> Data extract:

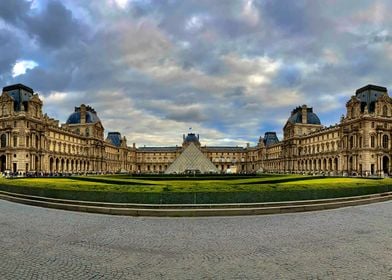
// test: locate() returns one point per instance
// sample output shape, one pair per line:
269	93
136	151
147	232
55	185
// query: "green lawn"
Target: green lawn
256	184
219	189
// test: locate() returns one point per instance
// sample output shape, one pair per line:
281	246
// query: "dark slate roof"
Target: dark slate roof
20	94
158	149
296	116
270	138
18	86
114	138
368	95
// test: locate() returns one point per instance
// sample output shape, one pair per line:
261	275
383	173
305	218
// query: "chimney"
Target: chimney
304	114
82	114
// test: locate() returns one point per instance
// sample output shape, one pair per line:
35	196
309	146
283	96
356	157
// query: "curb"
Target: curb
195	210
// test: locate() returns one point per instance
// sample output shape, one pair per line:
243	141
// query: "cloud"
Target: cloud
22	66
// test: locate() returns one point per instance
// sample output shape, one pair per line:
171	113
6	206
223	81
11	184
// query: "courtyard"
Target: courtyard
347	243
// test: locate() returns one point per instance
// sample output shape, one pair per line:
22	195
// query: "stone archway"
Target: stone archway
3	161
385	165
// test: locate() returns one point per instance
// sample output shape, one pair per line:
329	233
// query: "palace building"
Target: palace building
360	144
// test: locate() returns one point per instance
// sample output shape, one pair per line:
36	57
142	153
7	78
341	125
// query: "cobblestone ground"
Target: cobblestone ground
348	243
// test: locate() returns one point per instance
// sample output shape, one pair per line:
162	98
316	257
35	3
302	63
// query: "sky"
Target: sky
230	70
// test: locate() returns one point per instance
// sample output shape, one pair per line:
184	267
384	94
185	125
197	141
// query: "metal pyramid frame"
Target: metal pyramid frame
193	160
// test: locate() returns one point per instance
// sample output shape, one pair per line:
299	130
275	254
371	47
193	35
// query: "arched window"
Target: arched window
385	111
372	141
3	140
351	142
385	140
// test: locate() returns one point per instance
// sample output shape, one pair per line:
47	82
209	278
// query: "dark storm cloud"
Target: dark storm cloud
10	50
55	26
229	69
13	10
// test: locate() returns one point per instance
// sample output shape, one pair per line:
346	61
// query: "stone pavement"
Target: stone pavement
346	243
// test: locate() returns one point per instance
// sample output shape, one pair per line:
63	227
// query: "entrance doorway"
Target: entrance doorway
3	163
385	165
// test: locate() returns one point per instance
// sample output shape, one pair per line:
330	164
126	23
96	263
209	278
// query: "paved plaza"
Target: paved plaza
348	243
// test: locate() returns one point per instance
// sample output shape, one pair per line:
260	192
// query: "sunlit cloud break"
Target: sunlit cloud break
22	66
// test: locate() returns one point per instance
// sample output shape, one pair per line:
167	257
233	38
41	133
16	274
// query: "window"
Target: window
385	140
3	140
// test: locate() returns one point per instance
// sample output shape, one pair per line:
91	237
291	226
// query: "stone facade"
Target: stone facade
360	144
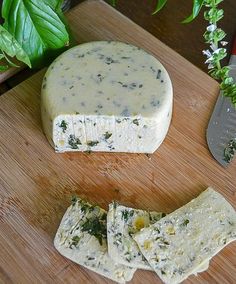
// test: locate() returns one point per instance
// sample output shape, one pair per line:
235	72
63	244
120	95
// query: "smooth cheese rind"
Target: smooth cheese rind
122	222
182	242
81	237
106	96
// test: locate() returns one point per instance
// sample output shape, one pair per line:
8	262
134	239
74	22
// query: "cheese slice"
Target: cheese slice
180	243
82	237
106	96
122	222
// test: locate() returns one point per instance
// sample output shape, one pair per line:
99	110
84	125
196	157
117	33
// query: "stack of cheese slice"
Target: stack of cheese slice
174	246
106	96
81	237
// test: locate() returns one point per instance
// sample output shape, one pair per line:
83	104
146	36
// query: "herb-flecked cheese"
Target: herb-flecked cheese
183	242
82	237
122	223
106	96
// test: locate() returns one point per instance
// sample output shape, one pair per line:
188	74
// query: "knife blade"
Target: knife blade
222	124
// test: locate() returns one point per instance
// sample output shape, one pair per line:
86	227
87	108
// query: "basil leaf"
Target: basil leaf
9	46
37	26
160	4
197	5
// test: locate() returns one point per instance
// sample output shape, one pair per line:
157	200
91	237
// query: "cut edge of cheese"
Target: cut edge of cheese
123	221
114	123
175	257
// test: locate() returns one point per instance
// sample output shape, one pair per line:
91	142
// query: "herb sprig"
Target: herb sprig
214	37
35	33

> Exercise prompt: Each record should be quoted exactly, with the images omitted.

> Expected output:
// test: locate() returns one point per instance
// sample output shape, one pair per line:
269	93
136	151
147	232
55	185
// query: "green lawn"
Target: green lawn
256	184
219	189
// test: locate() returns one point per instance
// sample output shape, one pair per line:
281	246
// query: "dark slate roof"
Target: dark slate roof
20	94
158	149
296	116
270	138
18	86
114	138
368	95
// test: locate() returns one point per instance
// sample output shape, one pair per line:
261	275
383	173
305	218
// query: "chimney"
Target: chimney
304	114
82	114
// test: locate() returns one point per instance
// sample output shape, one pair per line:
35	196
309	146
283	96
356	157
// query: "curb"
Target: curb
195	210
// test: locate() returns one point per instance
// sample output shape, one pair per line:
243	141
// query: "cloud"
Target: cloud
22	66
// test: locate() returns one point per instance
// sample output shape, one pair per line:
171	113
6	206
223	81
11	184
// query: "courtyard"
Target: courtyard
347	243
// test: locate() returns one point per instance
// sample output shape, one pair per line:
22	195
// query: "stone archway"
Target: stone archway
3	161
385	165
// test: locate() returns one point per instance
// sample output shape, one pair per line:
329	233
// query: "palace building"
Target: palace building
360	144
// test: locate() returns one point per instance
// sample output shape, one pair per line:
36	57
142	153
7	78
341	125
// query: "cobblestone ground"
Target: cobblestone ground
348	243
// test: locate() returns one point per instance
// sample output shape, one pair per line:
162	98
316	257
35	3
302	63
// query: "sky"
Target: sky
230	70
// test: locate() returns one point per instance
// sample output shape, one pair per line:
184	267
384	94
185	125
197	141
// query: "metal pyramid frame"
Target: metal pyramid frame
193	160
// test: locate() returns one point per instance
// sample output shape, one pair per line:
299	130
275	254
371	47
193	35
// query: "arched window"
Target: arched window
385	111
372	141
3	140
351	142
385	140
// test: locate() returns one point per instance
// sample output shape, one pair per line:
47	82
209	278
// query: "dark storm cloud"
Target: dark storm cloud
10	50
55	26
229	69
13	10
// test: locate() returns one point per instance
// sample output shape, one pair per line:
346	61
// query: "stone pavement"
Target: stone pavement
346	243
// test: locate() returns one point per instance
// sample output shape, one pair per line:
63	227
// query: "entrance doorway"
Target: entrance doorway
3	163
385	165
// test: locate() returns one point per instance
// sample output shape, one pair per line:
330	164
126	23
96	263
209	278
// query: "paved plaza"
Target: paved plaza
348	243
// test: locate() returns one point per instance
// sample output shape, one pair per line:
260	192
// query: "sunlit cloud break"
Target: sunlit cloud break
22	66
// test: locate() returns one point per instance
// sample output shape, one pair per line:
167	257
233	38
41	133
16	274
// query: "window"
Target: window
385	140
3	140
// test: locate() returns one point per instance
// sample output shape, one pair per line:
91	237
291	226
// query: "stone facade"
Target: stone facade
360	144
// test: locate() returns one point per instance
// sample output shape, one pair per line:
235	72
63	244
120	95
// query: "smooth cheese rind"
Target: smooth cheese rind
122	222
182	242
81	237
106	96
// test: locate() returns one point per instance
// sample output shape, one pair per line:
8	262
134	239
74	22
// query: "cheese slice"
Target: cheese slice
180	243
82	237
106	96
122	222
// test: locate() returns one point per instance
// sample output shape, one pair per line:
99	110
84	125
196	157
117	33
// query: "stack of cheese slice"
Target: stack of cheese slice
174	246
106	96
81	237
// test: locate() returns one point per instance
// sample output shape, one pair per line:
83	104
146	36
// query: "herb-flecked cheese"
Target: herb-flecked cheese
183	242
82	237
122	223
106	96
// test: locate() returns one point per instance
// sample output shape, one pair per line:
188	74
// query: "knife blade"
Target: knife blade
222	124
// test: locate() returns one point per instance
// sample output shape, one pair per line:
86	227
87	108
// query: "basil leaf"
Target: basil leaf
9	46
37	26
160	4
197	5
// test: locate() returns one point per instance
// sample output shape, one pair per line:
157	200
91	237
// query: "cut edge of cheese"
Target: cut edge of cheese
123	221
114	123
175	257
// test: locate() returns one point per instance
// sample output shape, one pair per line:
91	142
// query: "herb sprig"
Target: herb sprig
214	37
35	33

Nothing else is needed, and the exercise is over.